Tâches à réaliser
1. Dans l'extrait sur la Journée de l'UE contre l'impunité, à quelle date et dans quelle ville se tiendra la première Journée de l'Union européenne contre l'impunité ?
2. Réécrivez le passage de l'extrait sur la Journée de l'UE contre l'impunité qui commence par « L’Union européenne et » et se termine par « financier et politique. », en remplaçant « États membres » par « pays membres ».

Extrait du texte
::::::

L’Union européenne et ses États membres devraient s’engager à améliorer davantage les poursuites judiciaires nationales pour les crimes relevant du droit international et les atteintes aux droits humains, ont déclaré six organisations de défense des droits humains internationaux aujourd’hui. Les États membres devraient adopter les lois nécessaires, créer des unités spécialisées dans les crimes de guerre et garantir à ces unités un soutien financier et politique.
Ces organisations sont Amnesty International, le Centre européen pour les droits constitutionnels et humains (European Centre for Constitutional and Human Rights, ECCHR), la Fédération internationale des ligues des droits de l’Homme (FIDH), Human Rights Watch, REDRESS et TRIAL. Les groupes ont publié leur déclaration préalablement à la première Journée de l’Union européenne contre l’impunité, qui sera célébrée le 23 mai 2016 à La Haye et qui est organisée par la présidence néerlandaise du Conseil de l’Union européenne, de concert avec la Commission européenne, le Réseau génocide de l’UE et Eurojust.
« La Journée de l’UE contre l’impunité met en lumière le fait que de plus en plus de tribunaux nationaux mènent des enquêtes et des poursuites judiciaires sur de graves atteintes aux droits humains commises à l’étranger », a déclaré Gauri van Gulik, Directrice adjointe du programme Europe et Asie centrale d’Amnesty International. « Les tribunaux internationaux ont une capacité limitée et les tribunaux nationaux devraient jouer un rôle clé en tant que “filet de sécurité” pour éviter l’impunité pour les crimes relevant du droit international. »
La Journée de l’UE contre l’impunité a lieu dans le contexte actuel de la crise des réfugiés qui a conduit à l’arrivée dans les pays européens de nombreuses personnes fuyant des zones de conflit en Syrie, en Irak et en Afghanistan. Cette situation crée une opportunité unique pour les États européens de contribuer véritablement à la justice pour les atrocités perpétrées dans ces pays. La présence accrue des demandeurs d’asile signifie que les victimes, les témoins, les preuves matérielles et même certains suspects auparavant non disponibles sont désormais à la portée des autorités judiciaires nationales.

::::::

Entrées de données
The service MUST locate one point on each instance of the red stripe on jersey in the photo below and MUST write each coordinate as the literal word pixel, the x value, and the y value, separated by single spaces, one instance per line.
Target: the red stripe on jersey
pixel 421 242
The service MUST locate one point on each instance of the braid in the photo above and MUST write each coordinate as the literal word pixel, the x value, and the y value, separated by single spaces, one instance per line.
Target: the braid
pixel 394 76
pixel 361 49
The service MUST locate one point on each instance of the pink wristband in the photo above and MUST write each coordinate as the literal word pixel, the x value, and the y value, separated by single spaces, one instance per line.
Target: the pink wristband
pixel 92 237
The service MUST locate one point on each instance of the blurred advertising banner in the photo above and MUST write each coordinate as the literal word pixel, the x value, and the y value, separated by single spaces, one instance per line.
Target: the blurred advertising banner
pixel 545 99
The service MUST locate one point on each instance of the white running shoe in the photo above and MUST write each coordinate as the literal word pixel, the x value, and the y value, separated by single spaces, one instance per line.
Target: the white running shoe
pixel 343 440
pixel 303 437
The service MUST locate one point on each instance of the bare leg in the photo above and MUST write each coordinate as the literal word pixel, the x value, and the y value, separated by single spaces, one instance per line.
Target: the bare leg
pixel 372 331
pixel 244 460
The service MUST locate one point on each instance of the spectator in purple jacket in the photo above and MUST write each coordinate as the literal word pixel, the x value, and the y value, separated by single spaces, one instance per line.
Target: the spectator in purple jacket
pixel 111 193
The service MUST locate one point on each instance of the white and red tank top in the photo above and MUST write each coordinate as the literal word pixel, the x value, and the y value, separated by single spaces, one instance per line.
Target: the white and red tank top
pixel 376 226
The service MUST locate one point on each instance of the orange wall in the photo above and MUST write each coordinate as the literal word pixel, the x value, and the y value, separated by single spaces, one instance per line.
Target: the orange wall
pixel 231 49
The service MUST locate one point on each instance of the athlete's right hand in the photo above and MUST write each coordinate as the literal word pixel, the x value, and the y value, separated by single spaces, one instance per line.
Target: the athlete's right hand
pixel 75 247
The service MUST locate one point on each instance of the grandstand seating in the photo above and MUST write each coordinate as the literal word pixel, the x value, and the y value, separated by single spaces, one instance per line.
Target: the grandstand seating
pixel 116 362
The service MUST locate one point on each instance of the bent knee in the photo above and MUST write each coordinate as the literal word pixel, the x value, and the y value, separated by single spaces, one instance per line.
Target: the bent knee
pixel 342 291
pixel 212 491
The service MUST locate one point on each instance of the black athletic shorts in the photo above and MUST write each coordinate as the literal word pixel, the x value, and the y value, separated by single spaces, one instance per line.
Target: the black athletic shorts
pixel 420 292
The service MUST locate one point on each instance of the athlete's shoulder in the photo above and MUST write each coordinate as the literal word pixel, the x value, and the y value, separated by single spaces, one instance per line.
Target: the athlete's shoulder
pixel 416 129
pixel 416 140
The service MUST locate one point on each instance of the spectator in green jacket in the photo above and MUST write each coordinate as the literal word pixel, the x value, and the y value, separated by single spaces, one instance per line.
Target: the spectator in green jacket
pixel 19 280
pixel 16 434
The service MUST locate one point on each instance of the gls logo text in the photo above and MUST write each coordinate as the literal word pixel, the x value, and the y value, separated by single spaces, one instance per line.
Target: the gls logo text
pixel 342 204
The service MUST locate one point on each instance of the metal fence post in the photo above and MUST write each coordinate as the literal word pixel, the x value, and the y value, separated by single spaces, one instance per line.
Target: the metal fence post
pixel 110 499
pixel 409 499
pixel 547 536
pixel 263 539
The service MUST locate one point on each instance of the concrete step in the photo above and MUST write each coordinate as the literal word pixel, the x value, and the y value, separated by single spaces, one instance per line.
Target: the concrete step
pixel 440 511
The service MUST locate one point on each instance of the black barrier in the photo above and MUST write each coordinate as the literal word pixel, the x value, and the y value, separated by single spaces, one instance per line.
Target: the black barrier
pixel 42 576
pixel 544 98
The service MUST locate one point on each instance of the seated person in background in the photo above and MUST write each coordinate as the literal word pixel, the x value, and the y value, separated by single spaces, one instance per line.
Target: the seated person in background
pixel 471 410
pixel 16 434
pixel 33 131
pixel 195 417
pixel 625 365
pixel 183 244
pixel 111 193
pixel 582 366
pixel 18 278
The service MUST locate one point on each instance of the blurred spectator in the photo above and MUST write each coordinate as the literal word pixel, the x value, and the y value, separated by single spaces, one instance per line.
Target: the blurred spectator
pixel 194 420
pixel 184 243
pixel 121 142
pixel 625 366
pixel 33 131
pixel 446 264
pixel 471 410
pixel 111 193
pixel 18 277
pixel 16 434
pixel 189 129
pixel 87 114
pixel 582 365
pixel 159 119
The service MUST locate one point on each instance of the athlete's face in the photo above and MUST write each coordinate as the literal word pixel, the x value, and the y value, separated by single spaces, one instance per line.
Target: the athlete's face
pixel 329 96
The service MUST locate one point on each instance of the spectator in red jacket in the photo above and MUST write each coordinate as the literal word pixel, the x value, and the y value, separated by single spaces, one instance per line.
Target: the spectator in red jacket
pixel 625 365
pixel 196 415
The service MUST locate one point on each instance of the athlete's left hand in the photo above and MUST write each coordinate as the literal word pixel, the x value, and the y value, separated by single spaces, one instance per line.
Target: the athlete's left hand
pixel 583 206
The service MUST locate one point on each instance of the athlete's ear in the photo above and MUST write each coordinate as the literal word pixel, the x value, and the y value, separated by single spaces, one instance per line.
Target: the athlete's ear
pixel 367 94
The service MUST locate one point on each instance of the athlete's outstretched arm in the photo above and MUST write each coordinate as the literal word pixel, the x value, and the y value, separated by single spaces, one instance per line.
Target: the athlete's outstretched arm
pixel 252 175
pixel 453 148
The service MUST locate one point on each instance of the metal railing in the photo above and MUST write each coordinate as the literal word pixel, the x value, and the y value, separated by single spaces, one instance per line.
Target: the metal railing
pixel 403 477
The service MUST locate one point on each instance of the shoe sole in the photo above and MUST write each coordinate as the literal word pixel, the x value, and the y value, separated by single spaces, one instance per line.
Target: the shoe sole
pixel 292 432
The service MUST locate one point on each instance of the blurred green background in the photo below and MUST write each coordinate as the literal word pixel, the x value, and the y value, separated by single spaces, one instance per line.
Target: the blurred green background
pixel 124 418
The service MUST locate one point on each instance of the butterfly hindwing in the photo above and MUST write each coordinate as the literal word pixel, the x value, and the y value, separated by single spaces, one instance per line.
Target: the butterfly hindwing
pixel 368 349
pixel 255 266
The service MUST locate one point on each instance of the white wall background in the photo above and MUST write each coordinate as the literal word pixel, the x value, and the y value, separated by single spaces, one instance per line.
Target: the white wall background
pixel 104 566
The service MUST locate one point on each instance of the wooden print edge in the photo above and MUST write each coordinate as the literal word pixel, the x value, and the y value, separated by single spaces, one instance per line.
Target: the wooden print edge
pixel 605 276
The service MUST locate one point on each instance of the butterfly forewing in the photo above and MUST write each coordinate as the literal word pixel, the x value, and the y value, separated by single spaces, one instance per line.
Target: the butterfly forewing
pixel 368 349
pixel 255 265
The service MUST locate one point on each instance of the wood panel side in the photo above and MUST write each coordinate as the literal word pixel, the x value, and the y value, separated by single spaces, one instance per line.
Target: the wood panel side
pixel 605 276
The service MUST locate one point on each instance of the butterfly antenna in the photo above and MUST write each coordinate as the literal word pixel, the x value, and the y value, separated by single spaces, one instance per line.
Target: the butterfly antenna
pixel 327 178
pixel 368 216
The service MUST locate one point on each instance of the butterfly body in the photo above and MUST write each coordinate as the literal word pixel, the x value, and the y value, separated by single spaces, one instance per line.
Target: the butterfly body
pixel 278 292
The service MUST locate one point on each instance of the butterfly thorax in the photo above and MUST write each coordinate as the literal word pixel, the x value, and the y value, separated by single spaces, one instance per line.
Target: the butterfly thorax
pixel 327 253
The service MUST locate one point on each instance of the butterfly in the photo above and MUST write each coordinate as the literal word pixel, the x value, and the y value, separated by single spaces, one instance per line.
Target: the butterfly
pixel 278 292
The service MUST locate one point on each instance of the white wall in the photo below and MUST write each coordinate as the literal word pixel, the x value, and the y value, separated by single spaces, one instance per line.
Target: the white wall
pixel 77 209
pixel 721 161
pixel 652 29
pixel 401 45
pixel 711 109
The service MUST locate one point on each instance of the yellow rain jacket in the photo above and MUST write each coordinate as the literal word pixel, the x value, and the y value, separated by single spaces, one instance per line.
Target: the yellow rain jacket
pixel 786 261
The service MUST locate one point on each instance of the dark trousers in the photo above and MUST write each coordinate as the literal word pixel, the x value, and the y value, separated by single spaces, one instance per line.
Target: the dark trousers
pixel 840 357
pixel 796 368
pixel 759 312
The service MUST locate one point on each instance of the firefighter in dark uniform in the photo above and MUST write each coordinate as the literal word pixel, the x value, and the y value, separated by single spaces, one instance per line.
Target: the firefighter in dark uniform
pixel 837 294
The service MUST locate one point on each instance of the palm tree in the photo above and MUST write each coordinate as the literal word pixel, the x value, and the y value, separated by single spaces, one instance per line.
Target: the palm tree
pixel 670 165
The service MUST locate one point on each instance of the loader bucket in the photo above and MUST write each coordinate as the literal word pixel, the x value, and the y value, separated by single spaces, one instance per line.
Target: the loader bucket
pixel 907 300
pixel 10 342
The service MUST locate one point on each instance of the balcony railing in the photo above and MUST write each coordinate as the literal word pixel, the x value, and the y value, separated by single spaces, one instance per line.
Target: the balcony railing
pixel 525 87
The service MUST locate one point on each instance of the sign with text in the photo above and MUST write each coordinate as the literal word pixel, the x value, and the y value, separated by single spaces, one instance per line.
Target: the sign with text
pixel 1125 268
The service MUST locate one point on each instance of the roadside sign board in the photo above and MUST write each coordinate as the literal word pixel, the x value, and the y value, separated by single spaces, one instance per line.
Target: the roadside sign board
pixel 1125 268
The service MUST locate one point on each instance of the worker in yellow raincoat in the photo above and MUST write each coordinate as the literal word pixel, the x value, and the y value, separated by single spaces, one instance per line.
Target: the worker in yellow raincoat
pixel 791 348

::::::

Résultats obtenus
1. Le 23 mai 2016, à La Haye.

2.
L’Union européenne et ses pays membres devraient s’engager à améliorer davantage les poursuites judiciaires nationales pour les crimes relevant du droit international et les atteintes aux droits humains, ont déclaré six organisations de défense des droits humains internationaux aujourd’hui. Les pays membres devraient adopter les lois nécessaires, créer des unités spécialisées dans les crimes de guerre et garantir à ces unités un soutien financier et politique.